*TO DO*.
Transcribe the records that follow exactly. Skip the pictures.

Coordinate annotation records
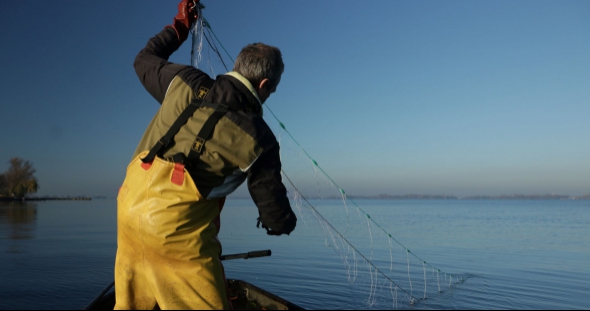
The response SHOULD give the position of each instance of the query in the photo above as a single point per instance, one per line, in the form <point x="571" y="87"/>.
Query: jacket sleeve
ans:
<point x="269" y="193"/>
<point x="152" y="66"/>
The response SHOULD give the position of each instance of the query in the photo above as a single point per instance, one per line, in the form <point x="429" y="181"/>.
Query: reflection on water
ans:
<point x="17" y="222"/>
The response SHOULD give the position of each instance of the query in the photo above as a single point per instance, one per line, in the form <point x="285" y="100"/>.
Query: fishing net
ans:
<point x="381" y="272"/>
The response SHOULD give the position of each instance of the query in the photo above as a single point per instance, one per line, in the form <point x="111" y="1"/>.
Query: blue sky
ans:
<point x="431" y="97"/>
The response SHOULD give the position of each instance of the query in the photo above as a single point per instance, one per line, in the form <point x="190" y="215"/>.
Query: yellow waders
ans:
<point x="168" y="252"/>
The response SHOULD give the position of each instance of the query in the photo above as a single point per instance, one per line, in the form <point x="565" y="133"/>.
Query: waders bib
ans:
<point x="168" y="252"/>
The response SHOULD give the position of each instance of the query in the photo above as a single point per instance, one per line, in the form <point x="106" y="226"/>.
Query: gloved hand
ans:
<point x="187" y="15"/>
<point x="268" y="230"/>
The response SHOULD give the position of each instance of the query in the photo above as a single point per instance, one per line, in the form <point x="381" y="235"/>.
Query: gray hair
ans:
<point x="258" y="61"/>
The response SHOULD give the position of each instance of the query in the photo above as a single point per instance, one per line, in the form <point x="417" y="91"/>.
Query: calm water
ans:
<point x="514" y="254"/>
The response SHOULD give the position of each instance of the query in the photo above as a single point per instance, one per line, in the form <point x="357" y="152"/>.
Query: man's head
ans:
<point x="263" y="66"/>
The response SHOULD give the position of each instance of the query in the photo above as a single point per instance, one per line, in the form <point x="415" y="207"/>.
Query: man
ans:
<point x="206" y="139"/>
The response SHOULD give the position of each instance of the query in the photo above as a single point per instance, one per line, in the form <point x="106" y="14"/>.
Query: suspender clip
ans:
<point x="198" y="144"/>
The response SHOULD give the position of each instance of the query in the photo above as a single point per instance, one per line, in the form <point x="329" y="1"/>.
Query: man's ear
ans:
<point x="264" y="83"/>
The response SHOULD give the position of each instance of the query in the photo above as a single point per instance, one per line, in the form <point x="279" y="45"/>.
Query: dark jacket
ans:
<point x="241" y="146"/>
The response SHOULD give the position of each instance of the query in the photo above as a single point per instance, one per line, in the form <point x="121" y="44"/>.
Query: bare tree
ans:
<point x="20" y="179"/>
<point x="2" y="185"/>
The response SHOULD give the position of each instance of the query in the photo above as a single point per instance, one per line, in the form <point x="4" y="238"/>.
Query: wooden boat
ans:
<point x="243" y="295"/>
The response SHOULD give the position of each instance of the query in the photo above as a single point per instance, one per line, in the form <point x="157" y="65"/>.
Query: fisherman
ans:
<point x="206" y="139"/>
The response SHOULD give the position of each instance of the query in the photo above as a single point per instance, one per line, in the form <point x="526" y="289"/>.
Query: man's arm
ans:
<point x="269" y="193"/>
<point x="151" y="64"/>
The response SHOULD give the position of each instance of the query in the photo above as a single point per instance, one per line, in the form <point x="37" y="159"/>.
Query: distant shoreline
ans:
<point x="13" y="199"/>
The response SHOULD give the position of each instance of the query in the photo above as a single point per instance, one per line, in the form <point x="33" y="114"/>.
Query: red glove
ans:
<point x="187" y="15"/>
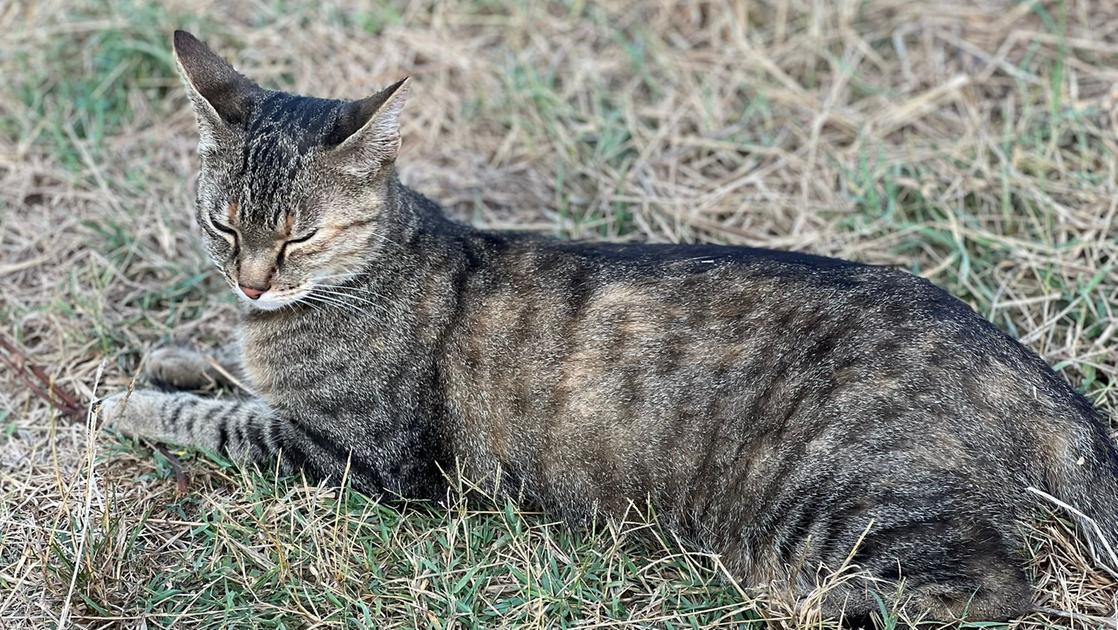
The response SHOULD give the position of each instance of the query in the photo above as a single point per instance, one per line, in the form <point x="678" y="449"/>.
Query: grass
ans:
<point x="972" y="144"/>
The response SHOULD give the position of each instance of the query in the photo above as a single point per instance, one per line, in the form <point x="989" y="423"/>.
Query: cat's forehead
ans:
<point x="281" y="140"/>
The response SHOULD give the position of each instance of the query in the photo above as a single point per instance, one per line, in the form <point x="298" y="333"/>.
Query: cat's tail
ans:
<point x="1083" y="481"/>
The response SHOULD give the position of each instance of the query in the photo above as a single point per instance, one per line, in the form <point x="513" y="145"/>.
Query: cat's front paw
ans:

*CORRECT ANSWER*.
The response SHOULD give the position of each instance of the query in the photo above as a single point per instance, one per line, in the form <point x="571" y="87"/>.
Query: jacket sleeve
ans:
<point x="269" y="193"/>
<point x="152" y="66"/>
The response SHOULD give the position of each instance of the query in the photo above as a single point per instance, one per line, in the form <point x="429" y="181"/>.
Query: reflection on water
ans:
<point x="17" y="222"/>
The response SHOULD give the position of each instance of the query in the photo above as a single point per instance, one per line, in the form <point x="285" y="100"/>.
Query: fishing net
ans:
<point x="381" y="272"/>
The response SHOULD give the position of each instance of the query in the photo above as a single point per instance, one per line, in the form <point x="111" y="1"/>.
Query: blue sky
ans:
<point x="431" y="97"/>
The response SHOULD give the position of each instance of the query in the photo above as a single point per instance, one per line, in the form <point x="190" y="215"/>.
Query: yellow waders
ans:
<point x="168" y="252"/>
The response SHOULD give the position of each instance of the query in the photo above as a single point per instance, one per line, in the form <point x="565" y="133"/>.
Query: waders bib
ans:
<point x="168" y="252"/>
The response SHOULD give the position of each instance of the query in the photo above as a single point per instance, one per line, in the form <point x="106" y="226"/>.
Query: gloved hand
ans:
<point x="187" y="15"/>
<point x="268" y="230"/>
The response SHOULD give the position of each instance of the query in the photo above as a single point per instance, one per line, in the form <point x="381" y="235"/>.
Query: gray hair
ans:
<point x="258" y="61"/>
The response SHOULD give the position of each instance of the query in the photo above as a single point per instance, one per line, in the form <point x="417" y="91"/>.
Query: calm water
ans:
<point x="514" y="254"/>
The response SHOULD give the position of each instance of the query in the photo above as a single point per instance, one per line, in the form <point x="357" y="152"/>.
Query: man's head
ans:
<point x="263" y="66"/>
The response SHOULD give the position of each instance of the query in the photo above as a single point per instance, one per line, in the form <point x="415" y="207"/>.
Query: man
ans:
<point x="206" y="139"/>
The response SHOULD give the position of each instance of the query in the photo above as a single point per instance, one per line, in the form <point x="106" y="14"/>.
Query: suspender clip
ans:
<point x="198" y="144"/>
The response SHOULD give the position of each instance of the query in the photo above as a single point per instance, one per line, in the form <point x="329" y="1"/>.
Query: man's ear
ans:
<point x="264" y="83"/>
The response SHOULD give the position of each instance of the query in the photo above as a single point per instance, one per line, in the form <point x="279" y="45"/>.
Query: dark jacket
ans:
<point x="241" y="146"/>
The response SHOULD give the position of each instance of the query in the photo above as a single point per instance, one per line, in the form <point x="121" y="44"/>.
Query: bare tree
ans:
<point x="20" y="179"/>
<point x="2" y="185"/>
The response SHOULD give the position of each instance of the query in the photo above as a single point per instance, one per line, in the form <point x="4" y="238"/>.
Query: wooden boat
ans:
<point x="243" y="295"/>
The response SHOULD give the position of each instance of the query in the photo above as a single point per instance, one per line, in the form <point x="157" y="65"/>.
Query: fisherman
ans:
<point x="206" y="139"/>
The response SHOULD give the position of each instance of the query in the photo above as a single point per instance, one per line, in the form <point x="526" y="289"/>.
Query: man's arm
ans:
<point x="269" y="193"/>
<point x="151" y="64"/>
The response SHOULD give the position of each instance of the query in the photo above as a single point per instance, one per line, in the form <point x="37" y="159"/>.
Query: distant shoreline
ans:
<point x="13" y="199"/>
The response SHOULD give the position of each instance of the query in the photo above as a single point per instance, one per line, in the form <point x="33" y="114"/>.
Query: red glove
ans:
<point x="187" y="15"/>
The response SHOULD give the position of each instance of the query in the photo above as a single point per instance, one per line, in the form <point x="678" y="449"/>.
Query: grass
ans:
<point x="972" y="144"/>
The response SHOULD give the position of each instance of the query in the photo above as a single point per instance, one per line, in the form <point x="989" y="423"/>.
Query: cat's forehead
ans:
<point x="281" y="140"/>
The response SHOULD give the position of each instance of the query in the photo above as a single point per instance, one per line, in the form <point x="298" y="333"/>.
Query: cat's tail
ans:
<point x="1083" y="481"/>
The response SHOULD give the position of each instance of the query in the photo above as a single point per instance, one per line, in the form <point x="513" y="145"/>.
Query: cat's front paw
ans:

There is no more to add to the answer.